» **Problem to solve**
Collect every line in the records below that contains the word "covered".

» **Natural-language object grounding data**

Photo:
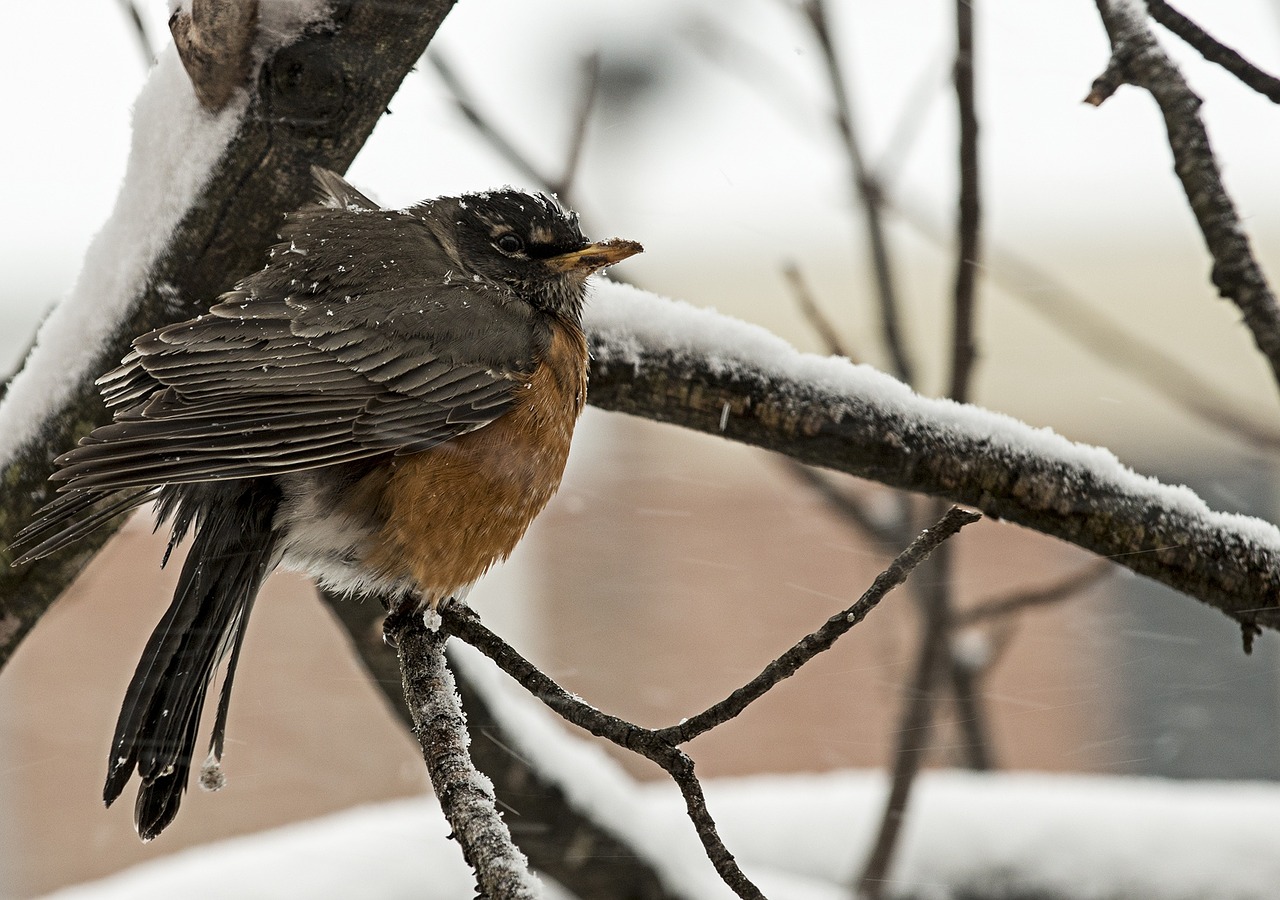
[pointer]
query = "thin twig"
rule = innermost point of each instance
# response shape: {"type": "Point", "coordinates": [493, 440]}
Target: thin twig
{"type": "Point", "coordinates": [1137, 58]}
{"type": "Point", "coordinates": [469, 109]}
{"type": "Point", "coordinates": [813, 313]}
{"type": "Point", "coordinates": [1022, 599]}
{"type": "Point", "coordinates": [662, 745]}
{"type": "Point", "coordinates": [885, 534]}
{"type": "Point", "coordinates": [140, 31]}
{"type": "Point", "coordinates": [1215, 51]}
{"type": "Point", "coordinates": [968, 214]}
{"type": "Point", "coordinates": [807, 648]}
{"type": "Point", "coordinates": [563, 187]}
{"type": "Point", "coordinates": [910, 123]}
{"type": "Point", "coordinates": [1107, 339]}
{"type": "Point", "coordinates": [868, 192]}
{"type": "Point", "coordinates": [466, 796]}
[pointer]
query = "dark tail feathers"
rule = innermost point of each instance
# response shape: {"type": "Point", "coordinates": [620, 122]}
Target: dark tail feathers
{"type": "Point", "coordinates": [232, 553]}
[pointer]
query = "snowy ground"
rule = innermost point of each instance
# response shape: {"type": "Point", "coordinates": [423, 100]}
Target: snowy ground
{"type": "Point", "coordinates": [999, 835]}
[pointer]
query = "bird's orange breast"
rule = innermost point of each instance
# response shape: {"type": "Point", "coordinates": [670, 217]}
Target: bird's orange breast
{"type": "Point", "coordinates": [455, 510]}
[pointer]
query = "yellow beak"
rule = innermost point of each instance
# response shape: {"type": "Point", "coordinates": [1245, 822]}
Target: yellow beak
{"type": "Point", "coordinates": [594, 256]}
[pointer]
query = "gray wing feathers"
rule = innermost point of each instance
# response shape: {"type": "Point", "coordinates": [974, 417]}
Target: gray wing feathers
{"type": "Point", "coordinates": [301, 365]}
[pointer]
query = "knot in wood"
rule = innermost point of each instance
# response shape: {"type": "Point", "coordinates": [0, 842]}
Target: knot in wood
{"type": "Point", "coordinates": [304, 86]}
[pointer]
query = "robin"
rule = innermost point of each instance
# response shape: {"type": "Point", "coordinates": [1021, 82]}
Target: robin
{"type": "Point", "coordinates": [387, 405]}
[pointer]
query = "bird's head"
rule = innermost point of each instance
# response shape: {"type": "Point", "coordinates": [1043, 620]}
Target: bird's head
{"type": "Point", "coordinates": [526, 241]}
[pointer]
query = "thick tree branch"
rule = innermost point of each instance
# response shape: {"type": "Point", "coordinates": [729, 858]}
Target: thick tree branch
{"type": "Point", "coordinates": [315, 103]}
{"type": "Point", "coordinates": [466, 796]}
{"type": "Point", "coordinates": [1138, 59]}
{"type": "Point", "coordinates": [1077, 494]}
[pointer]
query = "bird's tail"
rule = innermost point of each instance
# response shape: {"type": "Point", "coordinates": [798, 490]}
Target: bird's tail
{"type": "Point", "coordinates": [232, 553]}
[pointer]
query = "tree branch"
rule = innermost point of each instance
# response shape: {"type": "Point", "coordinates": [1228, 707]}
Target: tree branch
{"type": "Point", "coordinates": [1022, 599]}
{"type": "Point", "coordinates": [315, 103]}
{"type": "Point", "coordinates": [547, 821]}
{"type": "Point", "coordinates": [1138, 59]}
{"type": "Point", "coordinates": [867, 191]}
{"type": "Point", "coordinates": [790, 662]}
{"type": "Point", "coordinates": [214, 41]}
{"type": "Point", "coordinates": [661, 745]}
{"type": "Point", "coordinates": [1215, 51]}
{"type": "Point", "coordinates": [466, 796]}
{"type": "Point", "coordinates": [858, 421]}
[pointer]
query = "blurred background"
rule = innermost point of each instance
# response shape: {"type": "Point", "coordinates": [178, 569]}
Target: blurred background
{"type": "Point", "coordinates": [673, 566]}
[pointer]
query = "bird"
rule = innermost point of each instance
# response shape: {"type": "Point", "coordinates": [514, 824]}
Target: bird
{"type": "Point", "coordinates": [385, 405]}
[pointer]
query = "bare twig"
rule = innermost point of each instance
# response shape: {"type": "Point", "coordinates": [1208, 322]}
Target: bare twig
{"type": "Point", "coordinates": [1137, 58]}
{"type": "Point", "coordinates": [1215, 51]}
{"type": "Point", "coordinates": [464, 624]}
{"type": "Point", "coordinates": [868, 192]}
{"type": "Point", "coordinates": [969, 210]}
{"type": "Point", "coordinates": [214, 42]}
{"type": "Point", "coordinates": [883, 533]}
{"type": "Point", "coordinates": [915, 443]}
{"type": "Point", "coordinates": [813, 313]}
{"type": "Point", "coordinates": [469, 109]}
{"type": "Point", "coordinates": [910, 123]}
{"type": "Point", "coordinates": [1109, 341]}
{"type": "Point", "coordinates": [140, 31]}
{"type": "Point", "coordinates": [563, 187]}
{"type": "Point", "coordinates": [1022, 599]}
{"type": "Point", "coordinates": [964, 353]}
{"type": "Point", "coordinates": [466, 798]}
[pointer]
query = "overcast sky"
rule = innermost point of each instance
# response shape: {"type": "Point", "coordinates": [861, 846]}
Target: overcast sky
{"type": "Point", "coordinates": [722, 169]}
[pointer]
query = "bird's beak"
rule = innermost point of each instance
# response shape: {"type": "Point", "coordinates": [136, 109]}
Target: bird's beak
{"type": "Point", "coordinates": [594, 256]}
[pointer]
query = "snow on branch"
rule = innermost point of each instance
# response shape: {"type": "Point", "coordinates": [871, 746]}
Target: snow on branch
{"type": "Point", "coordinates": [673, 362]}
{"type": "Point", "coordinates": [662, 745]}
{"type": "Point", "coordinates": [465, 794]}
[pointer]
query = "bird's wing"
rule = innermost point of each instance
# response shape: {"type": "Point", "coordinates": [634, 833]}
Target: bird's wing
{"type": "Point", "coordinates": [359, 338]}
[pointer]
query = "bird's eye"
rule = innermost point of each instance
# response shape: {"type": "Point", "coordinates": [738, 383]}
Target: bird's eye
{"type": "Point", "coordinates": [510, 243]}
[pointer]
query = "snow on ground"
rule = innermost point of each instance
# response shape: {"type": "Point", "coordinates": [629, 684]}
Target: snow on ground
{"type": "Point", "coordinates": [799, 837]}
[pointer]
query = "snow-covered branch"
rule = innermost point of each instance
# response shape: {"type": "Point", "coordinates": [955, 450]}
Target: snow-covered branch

--

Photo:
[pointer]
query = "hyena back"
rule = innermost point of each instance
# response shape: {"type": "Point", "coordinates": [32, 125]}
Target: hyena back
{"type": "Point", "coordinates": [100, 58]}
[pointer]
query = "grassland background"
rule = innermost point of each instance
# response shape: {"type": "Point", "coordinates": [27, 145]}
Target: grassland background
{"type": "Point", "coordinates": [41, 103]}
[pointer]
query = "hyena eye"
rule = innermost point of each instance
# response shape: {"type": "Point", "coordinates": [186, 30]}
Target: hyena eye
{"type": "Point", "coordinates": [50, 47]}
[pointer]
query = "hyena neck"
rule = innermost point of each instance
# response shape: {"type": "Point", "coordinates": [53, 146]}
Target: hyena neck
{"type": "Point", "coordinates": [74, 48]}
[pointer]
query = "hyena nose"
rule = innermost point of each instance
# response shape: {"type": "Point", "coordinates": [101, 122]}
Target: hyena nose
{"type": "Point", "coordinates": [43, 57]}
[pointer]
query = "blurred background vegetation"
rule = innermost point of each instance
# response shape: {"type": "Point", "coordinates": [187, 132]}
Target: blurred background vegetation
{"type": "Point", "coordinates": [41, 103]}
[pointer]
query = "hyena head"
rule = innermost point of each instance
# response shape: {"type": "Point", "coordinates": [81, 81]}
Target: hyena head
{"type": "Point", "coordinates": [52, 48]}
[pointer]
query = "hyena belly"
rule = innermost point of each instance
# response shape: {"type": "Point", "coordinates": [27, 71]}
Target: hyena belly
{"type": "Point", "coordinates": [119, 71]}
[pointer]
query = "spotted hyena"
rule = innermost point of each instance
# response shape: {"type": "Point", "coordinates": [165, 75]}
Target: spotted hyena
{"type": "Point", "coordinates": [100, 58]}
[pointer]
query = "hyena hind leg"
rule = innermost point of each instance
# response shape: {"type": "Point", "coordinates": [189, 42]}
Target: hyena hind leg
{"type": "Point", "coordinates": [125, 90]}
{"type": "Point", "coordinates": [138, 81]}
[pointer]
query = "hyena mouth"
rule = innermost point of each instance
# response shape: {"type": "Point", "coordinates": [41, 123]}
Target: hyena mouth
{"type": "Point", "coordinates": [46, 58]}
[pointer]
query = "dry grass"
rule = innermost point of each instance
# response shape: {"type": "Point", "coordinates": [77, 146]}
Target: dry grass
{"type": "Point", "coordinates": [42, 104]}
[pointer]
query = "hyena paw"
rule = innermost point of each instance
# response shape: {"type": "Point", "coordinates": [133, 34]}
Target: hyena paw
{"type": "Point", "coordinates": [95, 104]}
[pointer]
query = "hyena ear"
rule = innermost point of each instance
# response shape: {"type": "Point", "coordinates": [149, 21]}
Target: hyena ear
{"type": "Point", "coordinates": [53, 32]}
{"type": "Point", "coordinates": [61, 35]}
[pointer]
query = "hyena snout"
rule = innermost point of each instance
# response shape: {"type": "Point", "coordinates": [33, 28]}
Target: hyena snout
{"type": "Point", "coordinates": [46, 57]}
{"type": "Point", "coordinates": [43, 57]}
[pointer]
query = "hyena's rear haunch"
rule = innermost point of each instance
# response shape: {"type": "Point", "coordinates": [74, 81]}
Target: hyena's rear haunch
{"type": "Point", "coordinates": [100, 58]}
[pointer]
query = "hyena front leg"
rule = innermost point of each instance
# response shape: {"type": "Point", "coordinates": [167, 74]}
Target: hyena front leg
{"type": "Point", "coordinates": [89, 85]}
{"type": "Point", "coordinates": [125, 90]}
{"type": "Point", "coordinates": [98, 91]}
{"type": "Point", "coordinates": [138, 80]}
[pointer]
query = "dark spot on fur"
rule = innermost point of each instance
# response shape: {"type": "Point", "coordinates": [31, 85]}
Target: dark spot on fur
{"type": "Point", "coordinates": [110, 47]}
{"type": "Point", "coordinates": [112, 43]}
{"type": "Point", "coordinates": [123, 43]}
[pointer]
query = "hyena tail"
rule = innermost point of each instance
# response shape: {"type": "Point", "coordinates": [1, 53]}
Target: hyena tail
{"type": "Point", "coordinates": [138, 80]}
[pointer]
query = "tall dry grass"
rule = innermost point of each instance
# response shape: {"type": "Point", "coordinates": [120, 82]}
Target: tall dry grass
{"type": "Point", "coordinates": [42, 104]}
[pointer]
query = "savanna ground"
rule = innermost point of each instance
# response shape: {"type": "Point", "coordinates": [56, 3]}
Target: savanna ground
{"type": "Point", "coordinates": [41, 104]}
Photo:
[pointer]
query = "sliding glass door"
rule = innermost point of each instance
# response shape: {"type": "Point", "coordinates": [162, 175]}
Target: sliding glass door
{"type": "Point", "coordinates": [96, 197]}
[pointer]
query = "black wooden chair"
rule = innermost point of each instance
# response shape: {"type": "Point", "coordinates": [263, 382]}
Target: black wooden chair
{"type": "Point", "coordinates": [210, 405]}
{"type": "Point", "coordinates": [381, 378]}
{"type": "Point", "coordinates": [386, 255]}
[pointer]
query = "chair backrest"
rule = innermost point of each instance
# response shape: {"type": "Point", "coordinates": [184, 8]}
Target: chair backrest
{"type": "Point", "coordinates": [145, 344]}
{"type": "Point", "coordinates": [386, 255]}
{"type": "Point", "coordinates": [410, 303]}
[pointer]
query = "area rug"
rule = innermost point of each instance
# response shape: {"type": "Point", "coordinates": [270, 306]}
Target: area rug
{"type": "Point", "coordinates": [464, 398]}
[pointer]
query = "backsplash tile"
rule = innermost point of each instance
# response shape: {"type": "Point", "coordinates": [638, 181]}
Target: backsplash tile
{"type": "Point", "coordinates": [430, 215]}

» **Output for this task**
query = "snow-covered branch"
Target: snow-covered branch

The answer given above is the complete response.